> _PROBLEM REQUIREMENTS_
Your task is to copy the stretch of lines in the records below that begins with the line containing "Could you point to the dresser" and ends with the line containing "Could you point to the blue", exactly as written, with nothing added.

Photo-based referring expression data
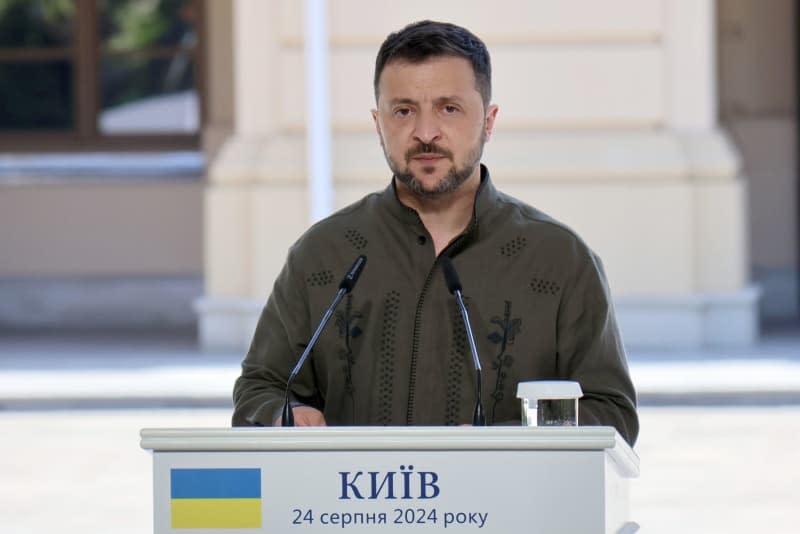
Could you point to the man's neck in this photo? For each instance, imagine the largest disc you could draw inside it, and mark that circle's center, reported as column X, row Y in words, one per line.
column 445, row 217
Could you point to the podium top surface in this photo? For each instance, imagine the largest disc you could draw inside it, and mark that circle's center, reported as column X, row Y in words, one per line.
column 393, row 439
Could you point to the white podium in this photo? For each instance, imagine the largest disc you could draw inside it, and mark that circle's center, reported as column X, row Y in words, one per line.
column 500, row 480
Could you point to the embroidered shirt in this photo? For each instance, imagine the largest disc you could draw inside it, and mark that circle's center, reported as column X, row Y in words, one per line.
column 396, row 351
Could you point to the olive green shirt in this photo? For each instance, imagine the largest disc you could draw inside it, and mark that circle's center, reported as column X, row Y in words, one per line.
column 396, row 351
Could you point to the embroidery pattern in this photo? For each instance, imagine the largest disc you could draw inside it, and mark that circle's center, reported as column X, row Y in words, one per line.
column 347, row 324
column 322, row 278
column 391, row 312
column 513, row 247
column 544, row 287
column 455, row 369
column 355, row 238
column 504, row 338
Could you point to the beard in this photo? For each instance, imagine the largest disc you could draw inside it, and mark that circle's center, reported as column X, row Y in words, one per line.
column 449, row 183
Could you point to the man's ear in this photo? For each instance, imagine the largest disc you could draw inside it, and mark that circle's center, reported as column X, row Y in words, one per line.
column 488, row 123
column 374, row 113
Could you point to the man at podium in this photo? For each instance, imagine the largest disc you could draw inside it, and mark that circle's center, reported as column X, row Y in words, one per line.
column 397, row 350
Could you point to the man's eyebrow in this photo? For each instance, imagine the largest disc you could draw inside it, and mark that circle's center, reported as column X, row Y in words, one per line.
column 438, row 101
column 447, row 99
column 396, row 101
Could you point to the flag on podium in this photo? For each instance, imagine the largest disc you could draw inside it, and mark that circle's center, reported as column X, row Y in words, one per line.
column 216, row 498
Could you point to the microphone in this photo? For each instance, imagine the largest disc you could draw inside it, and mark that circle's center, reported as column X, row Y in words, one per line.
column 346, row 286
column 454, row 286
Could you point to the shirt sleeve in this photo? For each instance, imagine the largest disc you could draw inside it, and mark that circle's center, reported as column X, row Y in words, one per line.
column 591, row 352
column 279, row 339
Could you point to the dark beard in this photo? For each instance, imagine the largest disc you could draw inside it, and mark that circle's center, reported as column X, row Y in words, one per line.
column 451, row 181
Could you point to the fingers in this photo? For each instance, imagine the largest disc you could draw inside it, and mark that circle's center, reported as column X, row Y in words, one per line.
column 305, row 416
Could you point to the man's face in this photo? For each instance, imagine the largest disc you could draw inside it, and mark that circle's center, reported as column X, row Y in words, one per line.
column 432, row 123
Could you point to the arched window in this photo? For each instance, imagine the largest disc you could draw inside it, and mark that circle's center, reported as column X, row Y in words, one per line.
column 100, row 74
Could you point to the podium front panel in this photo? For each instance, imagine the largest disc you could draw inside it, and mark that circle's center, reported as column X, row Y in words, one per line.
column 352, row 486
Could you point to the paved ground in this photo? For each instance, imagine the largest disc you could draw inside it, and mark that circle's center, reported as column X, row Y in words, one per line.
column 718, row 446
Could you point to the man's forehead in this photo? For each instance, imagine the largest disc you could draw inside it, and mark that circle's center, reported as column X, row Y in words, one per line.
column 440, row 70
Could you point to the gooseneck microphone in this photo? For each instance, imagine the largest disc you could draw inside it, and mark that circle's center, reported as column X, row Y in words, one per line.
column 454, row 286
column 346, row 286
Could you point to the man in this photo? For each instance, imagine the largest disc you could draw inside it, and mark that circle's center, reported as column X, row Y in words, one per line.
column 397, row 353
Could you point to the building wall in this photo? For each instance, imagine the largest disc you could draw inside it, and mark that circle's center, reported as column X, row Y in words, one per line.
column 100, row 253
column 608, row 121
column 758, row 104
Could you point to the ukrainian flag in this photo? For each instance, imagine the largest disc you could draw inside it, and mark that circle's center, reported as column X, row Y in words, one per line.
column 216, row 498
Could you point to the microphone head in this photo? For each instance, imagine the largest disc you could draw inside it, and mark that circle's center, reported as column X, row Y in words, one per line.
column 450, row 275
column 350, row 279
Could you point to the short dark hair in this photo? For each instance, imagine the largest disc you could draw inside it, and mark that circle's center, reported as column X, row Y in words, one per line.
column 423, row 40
--
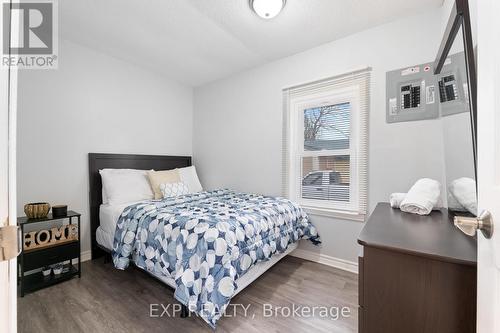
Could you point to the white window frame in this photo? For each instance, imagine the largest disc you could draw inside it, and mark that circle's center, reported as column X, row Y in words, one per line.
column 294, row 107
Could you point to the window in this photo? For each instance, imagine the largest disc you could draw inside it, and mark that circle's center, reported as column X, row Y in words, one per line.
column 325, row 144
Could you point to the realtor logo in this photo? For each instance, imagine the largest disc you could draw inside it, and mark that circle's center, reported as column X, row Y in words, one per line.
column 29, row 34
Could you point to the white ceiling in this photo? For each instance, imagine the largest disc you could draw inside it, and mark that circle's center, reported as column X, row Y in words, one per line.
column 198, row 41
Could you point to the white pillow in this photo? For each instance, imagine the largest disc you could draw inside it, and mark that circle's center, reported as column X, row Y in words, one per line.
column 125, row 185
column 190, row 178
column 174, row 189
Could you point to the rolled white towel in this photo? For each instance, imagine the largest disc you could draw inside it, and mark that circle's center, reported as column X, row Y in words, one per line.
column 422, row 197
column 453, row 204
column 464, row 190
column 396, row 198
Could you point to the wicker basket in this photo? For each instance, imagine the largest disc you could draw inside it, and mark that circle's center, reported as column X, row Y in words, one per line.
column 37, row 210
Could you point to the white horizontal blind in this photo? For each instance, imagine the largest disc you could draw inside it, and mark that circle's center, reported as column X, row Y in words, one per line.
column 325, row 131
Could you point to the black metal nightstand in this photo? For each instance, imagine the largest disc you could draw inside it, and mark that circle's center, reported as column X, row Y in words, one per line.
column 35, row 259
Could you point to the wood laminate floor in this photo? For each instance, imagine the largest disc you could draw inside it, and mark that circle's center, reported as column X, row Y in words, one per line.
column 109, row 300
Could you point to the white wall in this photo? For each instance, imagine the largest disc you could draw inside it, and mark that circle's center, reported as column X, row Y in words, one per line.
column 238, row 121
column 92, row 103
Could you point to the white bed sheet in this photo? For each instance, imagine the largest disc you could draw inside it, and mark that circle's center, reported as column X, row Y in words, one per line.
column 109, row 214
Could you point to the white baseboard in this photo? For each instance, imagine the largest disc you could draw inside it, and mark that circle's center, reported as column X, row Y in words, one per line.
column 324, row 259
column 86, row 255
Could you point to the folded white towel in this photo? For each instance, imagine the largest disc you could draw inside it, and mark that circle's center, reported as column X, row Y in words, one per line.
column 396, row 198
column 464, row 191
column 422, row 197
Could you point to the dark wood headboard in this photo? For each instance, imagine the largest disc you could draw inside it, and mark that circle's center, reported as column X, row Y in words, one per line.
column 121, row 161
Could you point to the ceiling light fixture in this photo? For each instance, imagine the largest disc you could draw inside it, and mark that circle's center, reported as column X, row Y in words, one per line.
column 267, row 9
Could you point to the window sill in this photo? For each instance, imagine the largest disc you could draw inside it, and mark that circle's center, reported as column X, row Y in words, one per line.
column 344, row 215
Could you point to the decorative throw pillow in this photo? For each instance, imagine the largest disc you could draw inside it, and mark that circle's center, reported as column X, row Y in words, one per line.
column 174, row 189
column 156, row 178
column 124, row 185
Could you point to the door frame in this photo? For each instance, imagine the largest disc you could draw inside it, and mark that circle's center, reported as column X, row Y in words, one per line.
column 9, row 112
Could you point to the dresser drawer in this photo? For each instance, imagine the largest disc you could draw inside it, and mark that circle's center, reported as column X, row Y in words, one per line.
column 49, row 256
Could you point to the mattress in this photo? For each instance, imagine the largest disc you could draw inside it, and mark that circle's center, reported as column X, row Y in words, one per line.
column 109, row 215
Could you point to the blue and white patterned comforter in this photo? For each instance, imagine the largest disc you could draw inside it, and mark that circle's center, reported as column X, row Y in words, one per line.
==
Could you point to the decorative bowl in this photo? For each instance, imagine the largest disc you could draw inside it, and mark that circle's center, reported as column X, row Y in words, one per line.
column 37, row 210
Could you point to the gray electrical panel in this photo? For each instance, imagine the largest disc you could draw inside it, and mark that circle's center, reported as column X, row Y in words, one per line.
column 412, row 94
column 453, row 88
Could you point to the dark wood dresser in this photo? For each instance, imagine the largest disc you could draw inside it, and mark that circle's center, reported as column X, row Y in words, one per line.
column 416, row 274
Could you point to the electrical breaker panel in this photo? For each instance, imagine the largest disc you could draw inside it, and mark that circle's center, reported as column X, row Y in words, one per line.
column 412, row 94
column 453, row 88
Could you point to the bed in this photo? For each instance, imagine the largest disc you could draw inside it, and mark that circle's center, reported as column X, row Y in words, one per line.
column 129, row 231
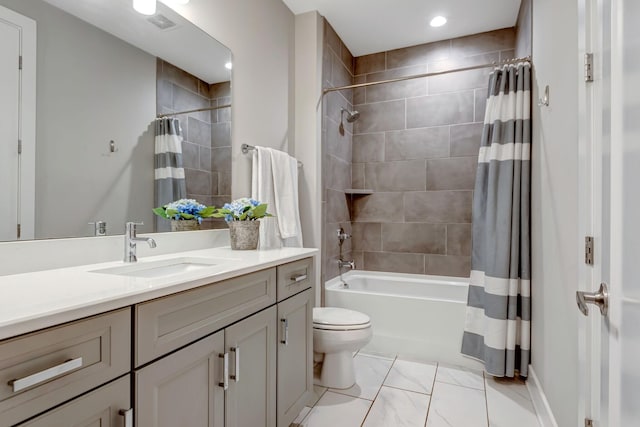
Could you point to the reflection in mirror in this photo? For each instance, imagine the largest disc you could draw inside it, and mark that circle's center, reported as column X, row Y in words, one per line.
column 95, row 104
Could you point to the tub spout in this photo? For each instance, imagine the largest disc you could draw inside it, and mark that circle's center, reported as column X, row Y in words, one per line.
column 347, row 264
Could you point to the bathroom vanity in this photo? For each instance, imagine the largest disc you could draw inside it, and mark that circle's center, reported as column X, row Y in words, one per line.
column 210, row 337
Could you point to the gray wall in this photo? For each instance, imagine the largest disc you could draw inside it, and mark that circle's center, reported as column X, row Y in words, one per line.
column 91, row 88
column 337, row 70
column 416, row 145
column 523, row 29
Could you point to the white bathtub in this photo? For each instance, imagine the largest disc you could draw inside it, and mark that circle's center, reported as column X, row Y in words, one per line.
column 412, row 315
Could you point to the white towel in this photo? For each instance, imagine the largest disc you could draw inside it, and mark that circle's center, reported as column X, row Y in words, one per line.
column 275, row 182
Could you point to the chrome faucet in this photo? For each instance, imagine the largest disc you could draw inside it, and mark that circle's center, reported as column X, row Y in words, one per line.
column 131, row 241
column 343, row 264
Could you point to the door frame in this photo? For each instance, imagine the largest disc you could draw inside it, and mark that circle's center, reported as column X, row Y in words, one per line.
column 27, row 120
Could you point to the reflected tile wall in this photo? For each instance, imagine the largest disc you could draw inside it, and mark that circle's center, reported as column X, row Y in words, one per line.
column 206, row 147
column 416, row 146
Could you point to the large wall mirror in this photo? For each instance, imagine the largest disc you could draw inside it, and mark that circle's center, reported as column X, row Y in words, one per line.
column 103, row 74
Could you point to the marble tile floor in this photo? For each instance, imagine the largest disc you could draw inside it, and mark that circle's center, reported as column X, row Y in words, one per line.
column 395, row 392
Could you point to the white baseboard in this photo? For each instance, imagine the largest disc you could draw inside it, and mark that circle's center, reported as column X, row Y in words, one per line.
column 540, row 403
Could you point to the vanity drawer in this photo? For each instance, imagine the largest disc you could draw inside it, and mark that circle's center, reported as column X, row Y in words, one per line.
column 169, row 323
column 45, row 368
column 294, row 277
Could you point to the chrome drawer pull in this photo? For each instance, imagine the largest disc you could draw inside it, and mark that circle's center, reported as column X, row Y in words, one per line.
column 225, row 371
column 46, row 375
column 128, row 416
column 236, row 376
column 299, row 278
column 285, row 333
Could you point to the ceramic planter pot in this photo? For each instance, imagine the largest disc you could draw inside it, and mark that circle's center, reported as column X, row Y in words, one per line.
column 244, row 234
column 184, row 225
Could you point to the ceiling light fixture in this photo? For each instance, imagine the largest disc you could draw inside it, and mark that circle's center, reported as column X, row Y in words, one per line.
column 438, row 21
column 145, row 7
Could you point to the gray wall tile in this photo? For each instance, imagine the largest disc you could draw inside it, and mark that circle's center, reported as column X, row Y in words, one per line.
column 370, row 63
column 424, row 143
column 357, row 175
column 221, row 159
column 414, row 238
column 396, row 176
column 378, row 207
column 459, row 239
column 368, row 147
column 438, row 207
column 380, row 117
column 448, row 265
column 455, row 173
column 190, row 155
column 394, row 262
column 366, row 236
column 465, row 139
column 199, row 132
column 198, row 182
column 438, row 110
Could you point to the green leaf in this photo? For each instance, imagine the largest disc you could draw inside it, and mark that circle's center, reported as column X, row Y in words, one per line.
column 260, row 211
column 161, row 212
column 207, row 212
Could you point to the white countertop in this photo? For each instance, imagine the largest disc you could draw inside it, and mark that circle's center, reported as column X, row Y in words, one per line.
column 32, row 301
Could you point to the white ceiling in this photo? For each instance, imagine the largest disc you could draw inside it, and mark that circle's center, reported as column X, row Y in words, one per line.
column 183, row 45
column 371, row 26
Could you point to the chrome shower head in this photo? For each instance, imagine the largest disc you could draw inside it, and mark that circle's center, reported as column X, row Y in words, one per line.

> _EXERCISE ANSWER_
Could you point to the dresser drawer in this photo? For each instance, imagine the largest disc you could draw inside it, and mark that circle's center, reported as column X, row Y in words, one per line.
column 49, row 256
Could you point to the mattress in this photo? For each instance, imagine the largest disc you could draw inside it, and mark that circle's center, reported as column X, row Y in words, one per line.
column 109, row 215
Could you point to the blue and white patterned comforter in this photo? For each instance, imagine the largest disc you could draw inside it, and mark that circle's center, reported as column X, row Y in words, one per line.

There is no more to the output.